____ Teks

Tafsir Lengkap Kemenag
Kementrian Agama RI

Menurut riwayat Ibnu `Abbas ra ayat ini sesungguhnya diturunkan berhubungan dengan Abi Sufyan bin Harb dan kawan-kawannya. Mereka itu menghalang-halangi Rasulullah saw dan para sahabat memasuki Masjidil Haram untuk melakukan ibadah umrah di tahun "perdamaian Hudaibiyah". Karena itu Rasulullah enggan untuk memerangi mereka karena Rasulullah berada dalam keadaan ihram. Kemudian terjadilah kesepakatan yang melahirkan perjanjian Hudaibiyah, yang di dalamnya tercantum bahwa Rasulullah tidak jadi umrah di tahun itu, akan tetapi ditangguhkan sampai tahun depan dan mereka tidak akan menghalangi Nabi dan sahabatnya masuk Masjidil Haram untuk mengerjakan ibadah, pada tahun yang akan datang.
Ayat ini menerangkan bahwa semua orang yang mengingkari keesaan dan kekuasaan Allah, mendustakan rasul dan meningkari agama yang dibawanya, menghalang-halangi manusia masuk agama Islam dan menegakkan kalimat Allah, menghalang-halangi kaum Muslimin masuk Masjidil Haram untuk beribadat, baik orang-orang penduduk Mekah asli maupun pendatang dari negeri lain dan menghalang-halangi orang beribadat di dalamnya, niscaya Allah akan menimpakan kepada mereka azab yang sangat pedih.
Dari ayat di atas dipahami bahwa Masjidil Haram yang terletak di sekitar Ka`bah adalah suatu tempat bagi kaum Muslimin untuk mengerjakan ibadah haji, umrah serta ibadah-ibadah yang lain, seperti tawaf, salat, i`tikaf, zikir, dan sebagainya, baik mereka yang berasal dari Mekah sendiri maupun yang berasal dari luar Mekah. Dengan perkataan lain, bahwa semua kaum Muslimin berhak melakukan ibadah di tempat itu, darimana pun mereka datang. Allah mengancam dengan azab yang keras terhadap orang-orang yang mencegah dan menghalang-halanginya. Karena itu ada di antara para ulama yang mempersoalkan kedudukan tanah yang berada di sekitar Masjidil Haram itu, apakah tanah itu dapat dimiliki oleh perseorangan atau pemerintah, atau tanah itu merupakan hak seluruh kaum Muslimin. Untuk pengaturannya sekarang diserahkan kepada Kerajaan Arab Saudi, karena Masjidil Haram terletak di negara ini, selama negara tersebut melaksanakan perintah-perintah Allah melayani orang-orang yang ingin beribadah di sana.
Menurut Imam Mujahid dan Malik, Masjidil Haram itu adalah milik kaum Muslimin seluruhnya, tidak seorang pun atau sesuatu negara pun yang boleh memilikinya. Pendapat ini juga diikuti oleh Imam Abu Hanifah, alasan mereka ialah perkataan baik "yang bermukim maupun yang berkunjung" berarti Masjidil Haram dijadikan bagi manusia, agar mereka menghormatinya, beribadah di sana baik bagi orang-orang Mekah maupun orang-orang yang berasal dari luar Mekah.

________
____ Catatan

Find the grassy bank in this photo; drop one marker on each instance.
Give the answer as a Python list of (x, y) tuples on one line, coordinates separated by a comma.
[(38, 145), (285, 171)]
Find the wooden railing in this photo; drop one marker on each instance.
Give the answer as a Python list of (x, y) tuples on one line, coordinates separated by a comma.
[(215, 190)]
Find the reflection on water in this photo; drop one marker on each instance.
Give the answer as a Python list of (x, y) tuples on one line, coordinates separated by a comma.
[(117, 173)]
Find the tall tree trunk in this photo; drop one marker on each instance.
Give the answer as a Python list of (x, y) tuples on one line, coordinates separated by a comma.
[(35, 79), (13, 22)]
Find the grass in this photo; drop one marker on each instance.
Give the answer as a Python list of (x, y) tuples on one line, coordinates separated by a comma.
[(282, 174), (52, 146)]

________

Petunjuk:
1) Ringkaslah tafsir tentang Masjidil Haram itu dalam dua kalimat.
2) Menurut tafsir tentang Masjidil Haram, kepada siapa pengaturan Masjidil Haram sekarang diserahkan?
3) Teruskan tafsir tentang Masjidil Haram itu, dimulai setelah kalimat terakhirnya.
Catatan-catatan itu tidak dipakai untuk apa pun di sini.

Jawaban Setiap Tugas:
1) Menurut riwayat Ibnu `Abbas, ayat ini turun berkenaan dengan Abi Sufyan bin Harb dan kawan-kawannya yang menghalangi Rasulullah saw dan para sahabat memasuki Masjidil Haram untuk umrah pada tahun perdamaian Hudaibiyah, dan Allah mengancam azab yang sangat pedih bagi siapa pun yang menghalangi kaum Muslimin beribadah di sana. Masjidil Haram adalah tempat ibadah bagi semua kaum Muslimin, baik dari Mekah maupun dari luar Mekah, sehingga sebagian ulama mempersoalkan kedudukan tanah di sekitarnya, sedangkan menurut Imam Mujahid dan Malik, yang pendapatnya diikuti Imam Abu Hanifah, masjid itu milik seluruh kaum Muslimin.

2) Kepada Kerajaan Arab Saudi.

3)
Karena itu tidak dapat dikatakan bahwa penduduk Mekah lebih berhak atas Masjidil Haram itu dari penduduk dari luar Mekah.
Alasan-alasan mereka yang lain ialah:
1. Menurut riwayat, bahwa Umar, Ibnu `Abbas dan banyak sahabat berpendapat, "Para pengunjung Masjidil Haram boleh menempati rumah-rumah yang didapatinya kosong, belum berpenghuni di Mekah, dan orang-orang Mekah sendiri yang mempunyai rumah kosong itu, hendaklah mengizinkannya."
2. Hadis Nabi Muhammad saw:
Dari Abdullah bin Umar, ia berkata, "Rasulullah berkata, "Mekah itu pemberian, tidak boleh dijual hasilnya dan tidak boleh disewakan rumahnya. (Riwayat ad-Daruquthni)
3. Dan hadis Nabi saw lagi: Dari `Aisyah ra ia berkata, "Ya Rasulullah, bolehkah aku buatkan untukmu rumah di Mina atau rumah yang dapat melindungi engkau dari terik panas matahari? Beliau menjawab, "Tidak, sesungguhnya tanah itu adalah hadiah bagi orang yang lebih dahulu mendapatkannya." (Riwayat Abu Daud)
4. Menurut suatu riwayat, pada permulaan Islam, Masjidil Haram tidak mempunyai pintu-pintu masuk, sehingga sampai pada suatu masa, banyak pencuri berdatangan, lalu seorang laki-laki membuat pintu-pintu, tetapi Umar melarangnya dan berkata, "Apakah kamu menutup pintu-pintu orang-orang berhaji ke Baitullah? Laki-laki itu menjawab, Aku membuat pintu-pintu untuk memelihara barang-barang pengunjung dari pencuri." Karena itu Umar ra membiarkannya.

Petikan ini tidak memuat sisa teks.